EXERCISE DETAILS: Transcribe verbatim the items from the line containing "the wine glass" up to and including the final line of the items.
━━━━
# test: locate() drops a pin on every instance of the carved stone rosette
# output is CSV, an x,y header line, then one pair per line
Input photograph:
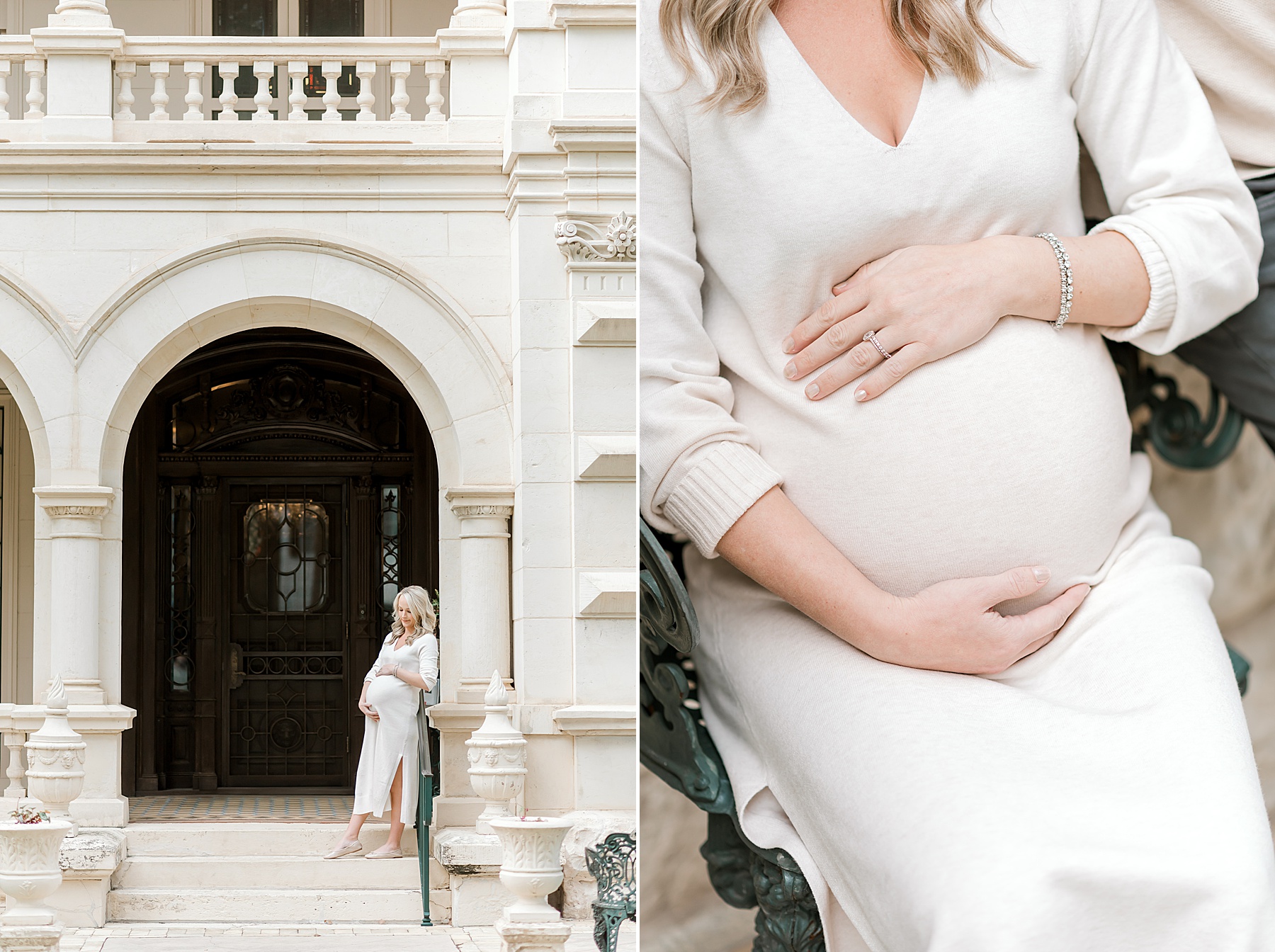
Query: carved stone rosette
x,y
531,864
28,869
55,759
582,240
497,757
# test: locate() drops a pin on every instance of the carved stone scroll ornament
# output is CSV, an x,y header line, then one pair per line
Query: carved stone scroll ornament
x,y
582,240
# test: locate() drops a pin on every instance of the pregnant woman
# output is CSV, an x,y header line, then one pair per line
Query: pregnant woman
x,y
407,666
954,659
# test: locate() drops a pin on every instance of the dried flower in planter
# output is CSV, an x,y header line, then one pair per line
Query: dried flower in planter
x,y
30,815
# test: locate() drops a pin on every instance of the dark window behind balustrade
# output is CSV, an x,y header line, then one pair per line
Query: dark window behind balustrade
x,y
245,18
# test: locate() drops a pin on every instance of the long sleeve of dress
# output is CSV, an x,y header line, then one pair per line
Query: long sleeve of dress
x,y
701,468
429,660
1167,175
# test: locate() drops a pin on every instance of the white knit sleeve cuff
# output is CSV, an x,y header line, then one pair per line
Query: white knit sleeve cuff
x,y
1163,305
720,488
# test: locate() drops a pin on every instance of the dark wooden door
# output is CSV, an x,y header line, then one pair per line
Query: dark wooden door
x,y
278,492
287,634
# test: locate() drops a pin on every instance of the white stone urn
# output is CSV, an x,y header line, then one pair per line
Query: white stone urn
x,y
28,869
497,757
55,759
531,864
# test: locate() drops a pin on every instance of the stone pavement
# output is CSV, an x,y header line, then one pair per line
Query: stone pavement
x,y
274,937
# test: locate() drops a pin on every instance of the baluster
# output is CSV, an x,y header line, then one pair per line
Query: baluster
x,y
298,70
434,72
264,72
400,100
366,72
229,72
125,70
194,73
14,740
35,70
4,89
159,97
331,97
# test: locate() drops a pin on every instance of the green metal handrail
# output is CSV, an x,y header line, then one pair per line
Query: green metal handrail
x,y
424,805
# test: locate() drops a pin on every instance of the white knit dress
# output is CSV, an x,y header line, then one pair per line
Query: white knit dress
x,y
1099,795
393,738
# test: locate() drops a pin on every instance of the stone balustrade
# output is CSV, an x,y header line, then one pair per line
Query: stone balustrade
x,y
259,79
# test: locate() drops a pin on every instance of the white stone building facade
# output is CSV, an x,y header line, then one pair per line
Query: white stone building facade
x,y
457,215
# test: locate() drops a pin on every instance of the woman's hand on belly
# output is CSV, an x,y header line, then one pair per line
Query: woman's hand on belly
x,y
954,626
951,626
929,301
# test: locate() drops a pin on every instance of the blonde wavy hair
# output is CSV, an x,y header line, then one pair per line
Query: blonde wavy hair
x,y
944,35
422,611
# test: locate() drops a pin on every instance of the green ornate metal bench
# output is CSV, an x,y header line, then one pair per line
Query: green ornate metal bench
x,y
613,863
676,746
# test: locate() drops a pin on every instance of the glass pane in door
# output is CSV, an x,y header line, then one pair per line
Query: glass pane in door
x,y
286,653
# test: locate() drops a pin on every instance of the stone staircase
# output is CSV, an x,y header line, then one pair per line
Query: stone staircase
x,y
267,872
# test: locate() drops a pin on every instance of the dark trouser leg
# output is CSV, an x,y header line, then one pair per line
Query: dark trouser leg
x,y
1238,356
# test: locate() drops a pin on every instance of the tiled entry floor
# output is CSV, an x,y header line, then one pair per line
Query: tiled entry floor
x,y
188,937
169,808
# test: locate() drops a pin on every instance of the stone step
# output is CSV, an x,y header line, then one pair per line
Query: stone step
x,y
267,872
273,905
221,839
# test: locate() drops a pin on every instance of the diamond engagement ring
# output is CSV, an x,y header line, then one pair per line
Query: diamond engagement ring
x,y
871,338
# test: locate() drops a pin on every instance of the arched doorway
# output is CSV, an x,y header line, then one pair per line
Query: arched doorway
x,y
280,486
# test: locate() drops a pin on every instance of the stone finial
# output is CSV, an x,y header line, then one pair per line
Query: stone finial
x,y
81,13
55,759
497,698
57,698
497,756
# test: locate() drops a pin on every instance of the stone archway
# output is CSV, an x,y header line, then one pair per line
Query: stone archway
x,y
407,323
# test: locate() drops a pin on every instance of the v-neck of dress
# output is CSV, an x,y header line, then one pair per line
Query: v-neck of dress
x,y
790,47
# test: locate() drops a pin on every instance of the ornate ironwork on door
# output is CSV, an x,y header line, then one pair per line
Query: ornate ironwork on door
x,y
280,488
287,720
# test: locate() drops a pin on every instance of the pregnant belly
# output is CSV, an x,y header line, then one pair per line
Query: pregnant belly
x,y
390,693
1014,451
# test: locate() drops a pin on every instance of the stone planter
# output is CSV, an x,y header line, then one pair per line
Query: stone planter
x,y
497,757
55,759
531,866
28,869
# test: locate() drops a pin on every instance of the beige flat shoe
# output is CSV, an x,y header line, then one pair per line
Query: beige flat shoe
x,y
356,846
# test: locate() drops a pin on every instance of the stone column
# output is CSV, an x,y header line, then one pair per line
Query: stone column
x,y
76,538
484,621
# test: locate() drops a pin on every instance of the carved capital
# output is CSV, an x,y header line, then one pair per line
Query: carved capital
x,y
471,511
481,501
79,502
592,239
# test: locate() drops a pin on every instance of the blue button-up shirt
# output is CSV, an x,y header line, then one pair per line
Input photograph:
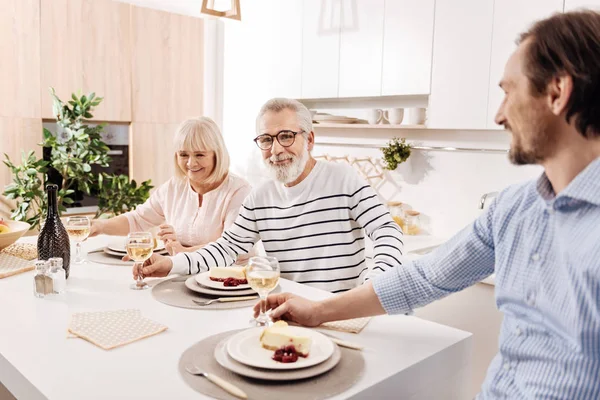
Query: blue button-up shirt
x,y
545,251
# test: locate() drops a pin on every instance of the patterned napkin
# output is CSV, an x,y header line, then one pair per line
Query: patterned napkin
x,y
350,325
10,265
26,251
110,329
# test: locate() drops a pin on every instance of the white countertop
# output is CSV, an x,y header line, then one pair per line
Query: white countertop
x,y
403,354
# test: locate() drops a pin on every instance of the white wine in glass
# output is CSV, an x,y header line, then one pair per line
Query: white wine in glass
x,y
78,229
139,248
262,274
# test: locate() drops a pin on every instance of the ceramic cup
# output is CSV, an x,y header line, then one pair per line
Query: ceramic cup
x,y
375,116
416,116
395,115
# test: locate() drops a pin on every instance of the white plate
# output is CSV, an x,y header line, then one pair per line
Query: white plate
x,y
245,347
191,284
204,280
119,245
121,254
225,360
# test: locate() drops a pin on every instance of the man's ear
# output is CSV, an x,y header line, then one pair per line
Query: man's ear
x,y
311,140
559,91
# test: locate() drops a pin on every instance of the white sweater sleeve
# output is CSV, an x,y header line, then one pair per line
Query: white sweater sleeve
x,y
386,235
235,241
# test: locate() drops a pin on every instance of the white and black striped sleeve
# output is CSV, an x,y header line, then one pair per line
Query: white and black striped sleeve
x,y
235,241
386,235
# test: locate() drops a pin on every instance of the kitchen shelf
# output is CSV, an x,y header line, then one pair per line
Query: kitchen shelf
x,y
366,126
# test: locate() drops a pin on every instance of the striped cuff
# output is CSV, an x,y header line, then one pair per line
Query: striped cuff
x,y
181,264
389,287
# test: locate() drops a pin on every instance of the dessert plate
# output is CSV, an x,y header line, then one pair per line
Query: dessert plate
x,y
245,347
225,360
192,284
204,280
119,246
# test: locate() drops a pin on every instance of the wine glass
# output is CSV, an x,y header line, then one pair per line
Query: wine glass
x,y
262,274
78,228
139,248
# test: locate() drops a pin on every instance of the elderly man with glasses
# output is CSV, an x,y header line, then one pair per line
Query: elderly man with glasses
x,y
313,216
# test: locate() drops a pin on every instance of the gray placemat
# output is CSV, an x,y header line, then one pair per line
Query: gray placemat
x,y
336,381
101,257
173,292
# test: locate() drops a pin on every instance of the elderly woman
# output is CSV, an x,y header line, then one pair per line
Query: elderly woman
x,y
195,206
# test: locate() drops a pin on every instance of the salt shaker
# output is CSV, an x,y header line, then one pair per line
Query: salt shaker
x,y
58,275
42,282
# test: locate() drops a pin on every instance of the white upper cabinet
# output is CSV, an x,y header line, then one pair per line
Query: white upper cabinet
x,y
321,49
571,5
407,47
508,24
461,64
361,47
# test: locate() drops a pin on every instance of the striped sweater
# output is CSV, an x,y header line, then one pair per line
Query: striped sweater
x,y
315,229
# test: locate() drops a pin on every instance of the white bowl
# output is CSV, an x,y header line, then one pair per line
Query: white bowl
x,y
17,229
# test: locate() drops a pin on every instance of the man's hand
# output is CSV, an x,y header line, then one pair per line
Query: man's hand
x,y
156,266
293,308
━━━━
WORKED SOLUTION:
# test: locate() drops a pin on every instance of the wine glass
# output is CSV, an x,y header line, then one pair per line
Query: wine glass
x,y
262,274
78,228
139,248
# test: locate() drops a pin on every instance of the elderly man with glasses
# output is CSV, an x,y header line, then one pair per line
Query: elderly man with glasses
x,y
313,216
# test: locate() drops a pin on every instance of the gray placemat
# output is CSV, an x,y header line, then one pair per line
Query: gray placemat
x,y
336,381
101,257
173,292
# test: locate() drops a pin on every instance of the elderly woman
# output is CSV, an x,y header line, then one pair per line
Query: elderly woman
x,y
195,206
# test: locate() drops a pin on every instance of the salt shaker
# output is CSV, an x,y header line, then one pair per line
Query: salt shaker
x,y
58,275
42,282
# test: locate() drops a pin on every instance of the white upper cabinet
# output is CSV, an x,y header line, then one pair per line
Query: white upper cabinet
x,y
321,49
571,5
407,47
508,24
461,64
361,47
# test: locate() drops a pin on every instance of the striped sweater
# output is CSV, an x,y header line, then one pair per line
Query: striped sweater
x,y
315,229
# test: locate() drops a pin on every instance of the white bowl
# output is CSV, an x,y header line, then one pair per line
Query: white bowl
x,y
17,229
# test: locate() drops a pin on every instance of the man's hand
# output is CSV, an x,y header line, then one pair per line
Query: man's hand
x,y
156,266
293,308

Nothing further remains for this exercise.